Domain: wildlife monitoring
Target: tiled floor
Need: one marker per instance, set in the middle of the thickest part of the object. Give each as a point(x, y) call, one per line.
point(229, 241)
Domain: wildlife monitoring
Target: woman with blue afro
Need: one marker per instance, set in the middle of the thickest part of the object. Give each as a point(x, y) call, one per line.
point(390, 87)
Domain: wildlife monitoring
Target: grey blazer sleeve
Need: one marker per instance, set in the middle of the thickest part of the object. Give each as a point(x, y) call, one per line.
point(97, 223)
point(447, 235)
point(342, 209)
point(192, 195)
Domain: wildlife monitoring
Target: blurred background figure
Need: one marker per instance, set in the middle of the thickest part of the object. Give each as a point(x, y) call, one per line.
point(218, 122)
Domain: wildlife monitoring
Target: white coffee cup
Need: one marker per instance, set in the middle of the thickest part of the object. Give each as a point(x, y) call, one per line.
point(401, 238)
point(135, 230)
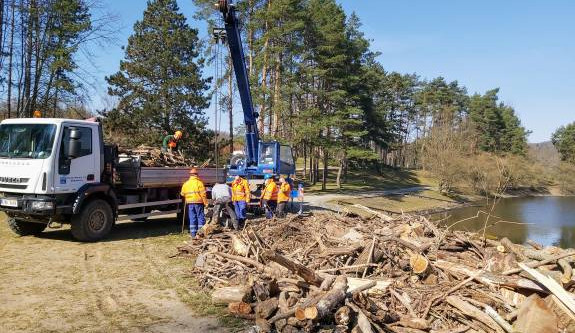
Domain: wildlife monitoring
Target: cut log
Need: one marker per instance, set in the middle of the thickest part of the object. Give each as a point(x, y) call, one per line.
point(534, 244)
point(565, 297)
point(563, 263)
point(419, 264)
point(225, 295)
point(354, 285)
point(239, 246)
point(414, 322)
point(332, 299)
point(473, 312)
point(307, 274)
point(490, 279)
point(511, 247)
point(327, 282)
point(342, 316)
point(241, 308)
point(565, 319)
point(498, 319)
point(340, 251)
point(263, 325)
point(310, 312)
point(265, 289)
point(535, 316)
point(262, 268)
point(266, 308)
point(540, 263)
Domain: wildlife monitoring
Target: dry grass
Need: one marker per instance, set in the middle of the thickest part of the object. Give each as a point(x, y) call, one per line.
point(419, 201)
point(127, 283)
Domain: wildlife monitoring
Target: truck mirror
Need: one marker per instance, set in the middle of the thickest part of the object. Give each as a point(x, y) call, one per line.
point(74, 144)
point(75, 133)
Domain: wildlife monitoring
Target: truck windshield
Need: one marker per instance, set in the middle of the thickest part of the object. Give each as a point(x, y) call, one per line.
point(34, 141)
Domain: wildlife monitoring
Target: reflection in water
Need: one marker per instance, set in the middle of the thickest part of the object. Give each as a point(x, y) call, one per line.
point(546, 220)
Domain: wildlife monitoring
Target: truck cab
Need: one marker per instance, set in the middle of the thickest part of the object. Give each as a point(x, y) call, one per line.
point(60, 170)
point(43, 161)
++++++
- [YOUR OBJECTIVE]
Rewrite all the items above as a JSON list of strings, with one string for each line and blank lines omitted. Leave out the picture.

- [OUTPUT FOR THIS EXERCISE]
[
  "Domain: wildlife monitoring",
  "Target: tiled floor",
  "Need: one marker per instance, set in the middle of the thickest part of the object. Give each as a point(x, y) call, one per line.",
  "point(229, 241)",
  "Domain: wildlife monitoring",
  "Target: woman with blue afro",
  "Need: one marker per instance, set in the middle of the thickest part of the object. Give each as a point(x, y) call, one per line.",
  "point(390, 87)",
  "Domain: wildlife monitoring",
  "Target: grey blazer sleeve",
  "Need: one marker per instance, set in the middle of the thickest part of the object. Give each as a point(x, y) call, one per line.",
  "point(97, 223)",
  "point(447, 235)",
  "point(342, 209)",
  "point(192, 195)",
  "Domain: wildlife monitoring",
  "Target: blurred background figure",
  "Need: one marker per instance, set in the middle of the thickest part of the object. Give each as a point(x, y) call, one per line.",
  "point(218, 122)",
  "Domain: wildlife monitoring",
  "Target: white coffee cup",
  "Need: one marker per instance, set in the middle of the thickest part of the object. Give each as a point(x, y) call, one per line.",
  "point(401, 238)",
  "point(135, 230)",
  "Domain: wildlife monitoring",
  "Target: cut log",
  "Need: one marker per instance, set in the middle of the thickest part of the object. Give each as a point(x, y) call, one per line.",
  "point(534, 244)",
  "point(565, 297)",
  "point(563, 263)",
  "point(419, 264)",
  "point(225, 295)",
  "point(354, 285)",
  "point(239, 246)",
  "point(414, 322)",
  "point(332, 299)",
  "point(473, 312)",
  "point(307, 274)",
  "point(490, 279)",
  "point(511, 247)",
  "point(327, 282)",
  "point(342, 316)",
  "point(241, 308)",
  "point(565, 319)",
  "point(498, 319)",
  "point(340, 251)",
  "point(263, 325)",
  "point(310, 312)",
  "point(265, 289)",
  "point(535, 316)",
  "point(262, 268)",
  "point(266, 308)",
  "point(540, 263)",
  "Domain: wildlife monitoring",
  "Target: dry grass",
  "Need: one marker per instance, set in the middle of the thickest part of the object. Give each as a point(x, y) call, one per line.",
  "point(419, 201)",
  "point(127, 283)",
  "Domain: wildlife monitoring",
  "Target: truck mirror",
  "Need: one marker per instance, set in the middle of the thickest part of the object. Give each as a point(x, y) call, one per line.",
  "point(74, 144)",
  "point(75, 133)",
  "Domain: wildlife monitoring",
  "Target: truck windshield",
  "Need: one marker per instance, set in the middle of the thickest part of the object. Give each as a point(x, y) call, one per line.",
  "point(34, 141)",
  "Domain: wildlife monitoring",
  "Target: reflection in water",
  "Need: one marker per instance, set in the middle of the thickest part of the object. Give each as a point(x, y) call, one per line.",
  "point(546, 220)",
  "Domain: wildlife monitoring",
  "Target: truck cab",
  "Need: one marker per instance, set in the middle of the thickest part of the object. Give each as a point(x, y) call, one per line.",
  "point(60, 170)",
  "point(43, 161)"
]